▶ **Data supplied**
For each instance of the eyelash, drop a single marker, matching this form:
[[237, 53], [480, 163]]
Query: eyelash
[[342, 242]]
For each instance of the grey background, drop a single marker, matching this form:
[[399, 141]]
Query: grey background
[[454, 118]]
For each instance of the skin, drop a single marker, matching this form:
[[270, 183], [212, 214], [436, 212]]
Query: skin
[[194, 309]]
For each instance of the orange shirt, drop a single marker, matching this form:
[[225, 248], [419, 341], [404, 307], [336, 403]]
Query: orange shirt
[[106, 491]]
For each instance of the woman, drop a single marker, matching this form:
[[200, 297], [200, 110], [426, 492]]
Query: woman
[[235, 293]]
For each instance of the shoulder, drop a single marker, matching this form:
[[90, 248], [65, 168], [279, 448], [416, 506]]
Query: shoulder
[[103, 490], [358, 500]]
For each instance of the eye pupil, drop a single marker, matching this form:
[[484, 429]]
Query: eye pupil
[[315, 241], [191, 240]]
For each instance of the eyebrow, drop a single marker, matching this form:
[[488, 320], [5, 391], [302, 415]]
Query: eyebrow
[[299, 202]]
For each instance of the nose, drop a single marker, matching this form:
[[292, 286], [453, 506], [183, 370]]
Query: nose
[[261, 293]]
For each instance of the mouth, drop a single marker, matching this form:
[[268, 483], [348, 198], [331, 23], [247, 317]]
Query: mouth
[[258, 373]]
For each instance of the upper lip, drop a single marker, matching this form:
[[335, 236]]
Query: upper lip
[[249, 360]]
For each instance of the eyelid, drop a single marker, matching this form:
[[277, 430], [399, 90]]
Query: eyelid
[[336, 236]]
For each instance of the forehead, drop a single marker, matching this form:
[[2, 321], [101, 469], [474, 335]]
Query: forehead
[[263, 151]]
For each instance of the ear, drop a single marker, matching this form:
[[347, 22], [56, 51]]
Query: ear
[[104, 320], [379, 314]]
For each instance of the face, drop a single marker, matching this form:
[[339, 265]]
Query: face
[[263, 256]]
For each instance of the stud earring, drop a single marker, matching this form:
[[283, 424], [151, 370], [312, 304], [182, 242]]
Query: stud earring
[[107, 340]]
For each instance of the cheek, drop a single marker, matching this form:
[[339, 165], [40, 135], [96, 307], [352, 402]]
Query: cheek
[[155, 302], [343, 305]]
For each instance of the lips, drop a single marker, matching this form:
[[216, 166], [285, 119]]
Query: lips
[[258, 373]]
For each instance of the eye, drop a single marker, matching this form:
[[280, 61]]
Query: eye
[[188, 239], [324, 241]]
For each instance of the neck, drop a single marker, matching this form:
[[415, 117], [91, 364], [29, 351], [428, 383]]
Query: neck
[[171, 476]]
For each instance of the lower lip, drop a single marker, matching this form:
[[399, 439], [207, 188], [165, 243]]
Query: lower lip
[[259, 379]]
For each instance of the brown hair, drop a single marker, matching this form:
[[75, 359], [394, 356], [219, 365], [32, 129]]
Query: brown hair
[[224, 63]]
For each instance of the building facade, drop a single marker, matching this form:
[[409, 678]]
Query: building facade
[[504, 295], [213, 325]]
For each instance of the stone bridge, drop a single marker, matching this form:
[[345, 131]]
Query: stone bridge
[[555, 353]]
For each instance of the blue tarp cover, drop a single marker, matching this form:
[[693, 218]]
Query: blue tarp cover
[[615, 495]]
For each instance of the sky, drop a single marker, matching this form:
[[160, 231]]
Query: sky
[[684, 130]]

▶ **What you need to do**
Without omission, return all of the records exactly as given.

▶ **Reply**
For each instance of the eyelash, drop a single marker, matching this form:
[[237, 53], [480, 163]]
Query: eyelash
[[342, 242]]
For each instance of the grey background, drop a single marker, matching this form:
[[399, 141]]
Query: grey background
[[454, 118]]
For each instance of the skin, drop a single marker, matching this form:
[[270, 183], [212, 214], [436, 212]]
Query: skin
[[194, 309]]
For each instance of the orange shirt, drop a single marker, matching this form:
[[225, 248], [419, 341], [404, 307], [336, 403]]
Query: orange shirt
[[106, 491]]
For each instance of the woman, drop a single marker, matching this form:
[[200, 297], [200, 110], [426, 492]]
Query: woman
[[235, 293]]
For each instance of the shoulder, drop a single marker, matching this form:
[[90, 248], [65, 168], [279, 448], [416, 506]]
Query: shoulder
[[103, 490], [358, 500]]
For each instance of the eye pupil, drop a single marker, matching this form:
[[484, 429]]
Query: eye pupil
[[315, 241], [191, 240]]
For each instance of the eyebrow, drop a single marker, matching this form:
[[488, 320], [5, 391], [302, 415]]
Query: eyebrow
[[299, 202]]
For each instance of the nose, drop a single marker, matching this form:
[[292, 286], [453, 506], [183, 370]]
Query: nose
[[261, 293]]
For each instance of the mouth, drop a single marker, matching this form:
[[268, 483], [348, 198], [331, 23], [247, 317]]
Query: mouth
[[258, 373]]
For each instance of the upper lip, drop a single marker, matching this form:
[[335, 236]]
Query: upper lip
[[249, 360]]
For each instance of the eyelid, drop a single marker, matching this form:
[[277, 430], [399, 90]]
Query: eyelid
[[336, 236]]
For each instance of the forehead, drop a single marker, matching this form:
[[2, 321], [101, 469], [474, 335]]
Query: forehead
[[263, 151]]
For each instance of the ear, drop a single marker, matching this form:
[[347, 22], [56, 51]]
Query: ear
[[104, 320], [379, 314]]
For each instance of the face, drop a single marker, matching this form:
[[339, 265]]
Query: face
[[263, 256]]
For each instance of the stud earring, drop a single marker, matching this form:
[[283, 424], [151, 370], [312, 304], [182, 242]]
Query: stud earring
[[107, 340]]
For each instance of the cheek, drop a single marker, matching this form:
[[339, 165], [40, 135], [96, 307], [352, 402]]
Query: cheek
[[155, 302], [343, 305]]
For each instance of the lips, drop a single marker, matching this form:
[[216, 166], [285, 119]]
Query: lips
[[258, 373]]
For each instance of the eye, drop a single marker, matching this form:
[[280, 61]]
Query: eye
[[188, 239], [324, 241]]
For each instance of the neck, drop a single marker, matching this form:
[[415, 117], [91, 364], [29, 351], [428, 383]]
Query: neck
[[171, 476]]
For each instance of the lower lip, drop a single marker, matching this form:
[[399, 439], [207, 188], [165, 243]]
Query: lower lip
[[259, 379]]
For each instance of the brown hair, drop a single marker, matching this form:
[[75, 359], [394, 356], [219, 365], [32, 129]]
Query: brown hair
[[224, 63]]
For each instance of the building facade, drop a single marker, matching this form:
[[409, 678]]
Query: building facade
[[504, 295], [213, 325]]
For each instance of the stone bridge, drop a single marker, matching this form:
[[345, 131]]
Query: stone bridge
[[555, 353]]
For each instance of the blue tarp cover, drop a single marker, matching this form:
[[693, 218]]
Query: blue tarp cover
[[615, 495]]
For each instance of the sky, drop a single marker, matching this form:
[[160, 231]]
Query: sky
[[684, 130]]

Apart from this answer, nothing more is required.